• **Records for this task**

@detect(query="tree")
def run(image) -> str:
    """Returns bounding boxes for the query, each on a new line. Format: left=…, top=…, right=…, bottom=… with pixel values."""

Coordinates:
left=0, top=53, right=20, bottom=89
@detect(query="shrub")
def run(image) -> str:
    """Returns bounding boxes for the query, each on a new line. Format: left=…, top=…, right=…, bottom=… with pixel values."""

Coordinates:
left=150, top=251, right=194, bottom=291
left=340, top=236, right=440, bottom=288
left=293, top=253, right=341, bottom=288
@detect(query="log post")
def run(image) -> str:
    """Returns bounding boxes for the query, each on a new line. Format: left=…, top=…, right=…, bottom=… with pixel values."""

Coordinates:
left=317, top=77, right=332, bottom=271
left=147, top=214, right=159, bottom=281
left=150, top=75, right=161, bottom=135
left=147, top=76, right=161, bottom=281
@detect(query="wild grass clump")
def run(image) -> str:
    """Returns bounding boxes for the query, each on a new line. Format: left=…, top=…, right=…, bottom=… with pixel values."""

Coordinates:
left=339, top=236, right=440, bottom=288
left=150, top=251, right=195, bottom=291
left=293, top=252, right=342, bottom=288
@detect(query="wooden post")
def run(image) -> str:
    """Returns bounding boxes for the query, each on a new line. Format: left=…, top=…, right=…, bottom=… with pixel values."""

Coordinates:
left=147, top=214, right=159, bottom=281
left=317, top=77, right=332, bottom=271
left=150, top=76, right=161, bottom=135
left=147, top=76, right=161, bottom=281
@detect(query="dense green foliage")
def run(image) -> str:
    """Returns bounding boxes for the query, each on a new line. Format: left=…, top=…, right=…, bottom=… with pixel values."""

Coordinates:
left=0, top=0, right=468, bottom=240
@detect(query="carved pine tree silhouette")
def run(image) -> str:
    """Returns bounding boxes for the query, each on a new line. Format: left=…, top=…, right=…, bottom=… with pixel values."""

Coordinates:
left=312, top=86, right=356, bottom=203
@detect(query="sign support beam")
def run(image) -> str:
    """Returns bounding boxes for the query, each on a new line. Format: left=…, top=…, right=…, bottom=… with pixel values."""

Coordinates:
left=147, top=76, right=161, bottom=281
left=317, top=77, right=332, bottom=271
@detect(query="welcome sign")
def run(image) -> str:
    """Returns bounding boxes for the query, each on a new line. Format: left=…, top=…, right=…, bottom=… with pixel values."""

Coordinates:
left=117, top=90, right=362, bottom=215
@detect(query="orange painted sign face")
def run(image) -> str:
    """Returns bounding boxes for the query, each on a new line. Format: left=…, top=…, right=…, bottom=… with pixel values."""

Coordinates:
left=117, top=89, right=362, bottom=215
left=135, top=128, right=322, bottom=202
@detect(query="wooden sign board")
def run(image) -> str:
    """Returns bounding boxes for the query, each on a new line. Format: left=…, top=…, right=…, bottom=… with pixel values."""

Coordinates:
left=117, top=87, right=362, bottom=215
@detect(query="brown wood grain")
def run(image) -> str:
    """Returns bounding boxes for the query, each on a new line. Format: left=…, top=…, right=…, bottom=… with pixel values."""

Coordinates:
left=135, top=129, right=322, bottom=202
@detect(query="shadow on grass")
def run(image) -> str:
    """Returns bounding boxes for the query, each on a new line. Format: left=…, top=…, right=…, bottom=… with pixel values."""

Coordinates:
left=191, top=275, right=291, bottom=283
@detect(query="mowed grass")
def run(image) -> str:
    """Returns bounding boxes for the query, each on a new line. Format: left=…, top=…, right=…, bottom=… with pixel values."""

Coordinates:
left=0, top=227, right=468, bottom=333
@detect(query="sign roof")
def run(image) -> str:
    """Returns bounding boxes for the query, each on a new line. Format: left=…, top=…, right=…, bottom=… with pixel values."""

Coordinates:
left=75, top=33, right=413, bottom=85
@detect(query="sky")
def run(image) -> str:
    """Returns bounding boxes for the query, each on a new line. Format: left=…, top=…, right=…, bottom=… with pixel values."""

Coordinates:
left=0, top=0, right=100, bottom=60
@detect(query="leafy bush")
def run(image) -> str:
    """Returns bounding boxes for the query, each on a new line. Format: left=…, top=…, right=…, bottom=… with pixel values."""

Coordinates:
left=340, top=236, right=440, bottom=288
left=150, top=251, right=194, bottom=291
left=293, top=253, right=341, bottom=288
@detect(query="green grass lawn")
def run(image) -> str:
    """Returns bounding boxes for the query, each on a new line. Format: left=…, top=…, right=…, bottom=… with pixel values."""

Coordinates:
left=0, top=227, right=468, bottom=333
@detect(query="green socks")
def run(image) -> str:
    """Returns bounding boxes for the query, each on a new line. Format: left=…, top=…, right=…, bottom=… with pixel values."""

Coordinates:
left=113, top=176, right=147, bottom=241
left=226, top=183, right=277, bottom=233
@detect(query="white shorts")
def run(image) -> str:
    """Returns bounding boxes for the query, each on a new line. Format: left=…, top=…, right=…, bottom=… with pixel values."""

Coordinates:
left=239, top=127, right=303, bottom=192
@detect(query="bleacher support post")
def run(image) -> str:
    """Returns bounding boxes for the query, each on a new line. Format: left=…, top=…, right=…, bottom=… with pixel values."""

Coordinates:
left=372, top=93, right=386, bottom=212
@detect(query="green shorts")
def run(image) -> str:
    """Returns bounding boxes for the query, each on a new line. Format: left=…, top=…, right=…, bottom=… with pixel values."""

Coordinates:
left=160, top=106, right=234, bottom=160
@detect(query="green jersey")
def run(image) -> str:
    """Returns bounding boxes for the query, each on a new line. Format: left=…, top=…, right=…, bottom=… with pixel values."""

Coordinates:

* * *

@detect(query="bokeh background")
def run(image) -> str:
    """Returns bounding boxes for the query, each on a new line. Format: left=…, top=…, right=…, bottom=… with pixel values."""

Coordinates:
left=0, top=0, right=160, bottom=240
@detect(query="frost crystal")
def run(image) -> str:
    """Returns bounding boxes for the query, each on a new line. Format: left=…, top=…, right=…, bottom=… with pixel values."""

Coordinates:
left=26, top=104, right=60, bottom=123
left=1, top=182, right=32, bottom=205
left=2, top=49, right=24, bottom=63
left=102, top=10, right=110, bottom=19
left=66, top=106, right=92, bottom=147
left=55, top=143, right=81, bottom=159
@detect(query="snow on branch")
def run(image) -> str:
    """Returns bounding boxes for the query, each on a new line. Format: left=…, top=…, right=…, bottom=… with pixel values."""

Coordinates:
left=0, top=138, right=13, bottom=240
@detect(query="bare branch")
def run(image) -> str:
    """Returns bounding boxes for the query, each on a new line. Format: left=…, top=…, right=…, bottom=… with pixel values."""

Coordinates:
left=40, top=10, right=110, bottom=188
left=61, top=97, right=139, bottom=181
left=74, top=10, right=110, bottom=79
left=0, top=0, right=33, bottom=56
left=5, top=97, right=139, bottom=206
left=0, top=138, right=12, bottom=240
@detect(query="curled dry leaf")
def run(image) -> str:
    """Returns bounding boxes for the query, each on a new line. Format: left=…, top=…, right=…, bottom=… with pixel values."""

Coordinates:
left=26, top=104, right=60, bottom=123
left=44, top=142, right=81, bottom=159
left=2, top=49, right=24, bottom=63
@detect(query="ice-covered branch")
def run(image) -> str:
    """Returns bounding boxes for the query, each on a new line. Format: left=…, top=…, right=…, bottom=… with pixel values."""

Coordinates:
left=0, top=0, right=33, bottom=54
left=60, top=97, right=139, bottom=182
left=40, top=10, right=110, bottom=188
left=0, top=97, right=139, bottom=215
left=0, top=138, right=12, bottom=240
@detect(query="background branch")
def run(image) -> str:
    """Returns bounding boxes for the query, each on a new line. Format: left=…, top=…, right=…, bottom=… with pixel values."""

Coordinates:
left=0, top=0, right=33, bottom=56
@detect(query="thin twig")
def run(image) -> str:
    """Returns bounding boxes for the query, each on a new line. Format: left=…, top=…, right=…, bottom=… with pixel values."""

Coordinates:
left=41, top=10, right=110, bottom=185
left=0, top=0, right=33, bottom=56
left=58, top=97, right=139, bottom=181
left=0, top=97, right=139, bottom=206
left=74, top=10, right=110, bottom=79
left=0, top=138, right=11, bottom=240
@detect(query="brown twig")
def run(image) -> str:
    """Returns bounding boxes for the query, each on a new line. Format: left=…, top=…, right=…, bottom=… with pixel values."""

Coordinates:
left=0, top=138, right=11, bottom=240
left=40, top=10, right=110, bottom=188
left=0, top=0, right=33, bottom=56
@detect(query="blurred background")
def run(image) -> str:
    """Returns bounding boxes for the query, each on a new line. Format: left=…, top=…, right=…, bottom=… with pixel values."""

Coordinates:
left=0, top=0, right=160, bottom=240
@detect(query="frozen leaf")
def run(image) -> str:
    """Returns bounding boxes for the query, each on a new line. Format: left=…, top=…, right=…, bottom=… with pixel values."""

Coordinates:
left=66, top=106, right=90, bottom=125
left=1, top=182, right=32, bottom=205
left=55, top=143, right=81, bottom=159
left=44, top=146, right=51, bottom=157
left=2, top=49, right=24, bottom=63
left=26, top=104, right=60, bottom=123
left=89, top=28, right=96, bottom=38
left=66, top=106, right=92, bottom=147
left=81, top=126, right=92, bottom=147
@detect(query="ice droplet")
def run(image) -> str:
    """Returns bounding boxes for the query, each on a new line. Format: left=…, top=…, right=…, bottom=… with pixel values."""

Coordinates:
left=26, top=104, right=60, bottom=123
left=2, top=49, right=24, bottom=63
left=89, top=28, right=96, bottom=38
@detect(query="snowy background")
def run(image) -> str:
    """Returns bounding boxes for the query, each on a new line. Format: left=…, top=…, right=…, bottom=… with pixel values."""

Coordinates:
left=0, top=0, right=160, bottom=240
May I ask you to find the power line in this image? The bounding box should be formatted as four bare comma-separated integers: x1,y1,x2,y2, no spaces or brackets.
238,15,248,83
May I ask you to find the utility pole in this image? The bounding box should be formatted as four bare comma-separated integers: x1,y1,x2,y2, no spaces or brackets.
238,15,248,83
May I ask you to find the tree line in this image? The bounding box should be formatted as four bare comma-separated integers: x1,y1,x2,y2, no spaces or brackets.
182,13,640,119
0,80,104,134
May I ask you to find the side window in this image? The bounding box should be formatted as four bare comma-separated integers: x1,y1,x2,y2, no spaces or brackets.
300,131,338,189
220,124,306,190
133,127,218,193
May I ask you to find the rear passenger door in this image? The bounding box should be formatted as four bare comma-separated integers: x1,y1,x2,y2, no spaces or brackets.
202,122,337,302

--

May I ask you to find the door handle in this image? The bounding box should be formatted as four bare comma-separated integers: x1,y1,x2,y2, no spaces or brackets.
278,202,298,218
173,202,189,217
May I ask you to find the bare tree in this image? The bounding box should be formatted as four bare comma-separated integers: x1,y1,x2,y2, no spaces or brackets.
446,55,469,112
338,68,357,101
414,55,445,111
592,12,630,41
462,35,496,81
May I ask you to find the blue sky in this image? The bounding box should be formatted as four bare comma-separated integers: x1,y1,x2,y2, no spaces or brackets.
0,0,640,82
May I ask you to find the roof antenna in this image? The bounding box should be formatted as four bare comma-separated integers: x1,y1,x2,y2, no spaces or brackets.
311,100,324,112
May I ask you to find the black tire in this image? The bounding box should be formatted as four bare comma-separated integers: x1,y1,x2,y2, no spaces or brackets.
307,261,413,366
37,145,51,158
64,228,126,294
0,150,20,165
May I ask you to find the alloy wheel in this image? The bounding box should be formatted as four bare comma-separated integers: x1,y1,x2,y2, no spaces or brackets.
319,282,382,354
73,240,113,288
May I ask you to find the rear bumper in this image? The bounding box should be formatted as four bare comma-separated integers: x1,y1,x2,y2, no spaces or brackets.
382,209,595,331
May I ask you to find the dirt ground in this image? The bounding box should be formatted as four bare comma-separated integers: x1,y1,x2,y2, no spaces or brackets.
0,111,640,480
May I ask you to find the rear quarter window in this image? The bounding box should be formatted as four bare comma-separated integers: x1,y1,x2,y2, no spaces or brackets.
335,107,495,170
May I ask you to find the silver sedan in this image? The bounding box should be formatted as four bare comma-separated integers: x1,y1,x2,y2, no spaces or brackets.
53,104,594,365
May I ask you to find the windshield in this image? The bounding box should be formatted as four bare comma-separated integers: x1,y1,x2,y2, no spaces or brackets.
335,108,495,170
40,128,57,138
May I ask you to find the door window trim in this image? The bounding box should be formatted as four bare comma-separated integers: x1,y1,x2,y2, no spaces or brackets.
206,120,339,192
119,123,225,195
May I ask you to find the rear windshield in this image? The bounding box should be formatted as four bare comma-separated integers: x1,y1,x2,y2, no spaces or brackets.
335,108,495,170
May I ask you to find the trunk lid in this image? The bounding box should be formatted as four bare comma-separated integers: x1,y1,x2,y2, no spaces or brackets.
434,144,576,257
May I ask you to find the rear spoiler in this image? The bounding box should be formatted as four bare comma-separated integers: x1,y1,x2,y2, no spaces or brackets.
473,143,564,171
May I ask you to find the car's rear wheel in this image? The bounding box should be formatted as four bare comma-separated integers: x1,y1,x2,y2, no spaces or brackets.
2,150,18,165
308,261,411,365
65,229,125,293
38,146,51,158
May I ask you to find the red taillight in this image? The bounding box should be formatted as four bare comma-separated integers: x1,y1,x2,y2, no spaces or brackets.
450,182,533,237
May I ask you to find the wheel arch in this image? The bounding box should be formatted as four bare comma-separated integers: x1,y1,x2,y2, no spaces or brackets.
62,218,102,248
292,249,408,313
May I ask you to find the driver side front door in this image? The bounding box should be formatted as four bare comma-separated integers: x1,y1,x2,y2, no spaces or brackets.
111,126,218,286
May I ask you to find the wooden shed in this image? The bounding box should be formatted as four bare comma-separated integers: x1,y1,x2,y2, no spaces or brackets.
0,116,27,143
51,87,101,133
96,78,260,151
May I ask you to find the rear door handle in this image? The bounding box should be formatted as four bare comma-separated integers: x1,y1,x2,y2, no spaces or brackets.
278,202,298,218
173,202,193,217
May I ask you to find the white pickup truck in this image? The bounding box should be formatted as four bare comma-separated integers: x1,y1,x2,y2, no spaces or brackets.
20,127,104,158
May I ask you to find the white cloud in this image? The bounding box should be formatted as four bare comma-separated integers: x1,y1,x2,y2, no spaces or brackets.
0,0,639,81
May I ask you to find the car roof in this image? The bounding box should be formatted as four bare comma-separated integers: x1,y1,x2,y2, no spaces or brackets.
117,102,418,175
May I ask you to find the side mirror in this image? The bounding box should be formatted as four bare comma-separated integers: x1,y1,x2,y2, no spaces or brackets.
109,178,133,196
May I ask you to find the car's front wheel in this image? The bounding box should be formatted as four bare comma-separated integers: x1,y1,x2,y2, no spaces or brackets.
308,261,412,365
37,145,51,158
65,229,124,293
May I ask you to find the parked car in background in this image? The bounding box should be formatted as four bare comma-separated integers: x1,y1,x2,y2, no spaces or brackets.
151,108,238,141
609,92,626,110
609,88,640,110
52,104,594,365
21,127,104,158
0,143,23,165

• **Your task**
Begin at the line that has "May I ask you to find the blue" and stop after the line that has "311,100,324,112", then write those lines out again, switching "integers" to "numbers" and leaving everything else unchanged.

• **Task solution**
May I ask you to find the blue sky in this image? The bounding box should be formatted as four bare comma-separated numbers: x1,y1,x2,y2, no spaces or brackets.
0,0,640,82
May I ask you to find the roof antenna in this image? The bounding box should be formatted as four bare comma-separated numbers: x1,y1,x2,y2, no spaces or brackets.
311,100,324,112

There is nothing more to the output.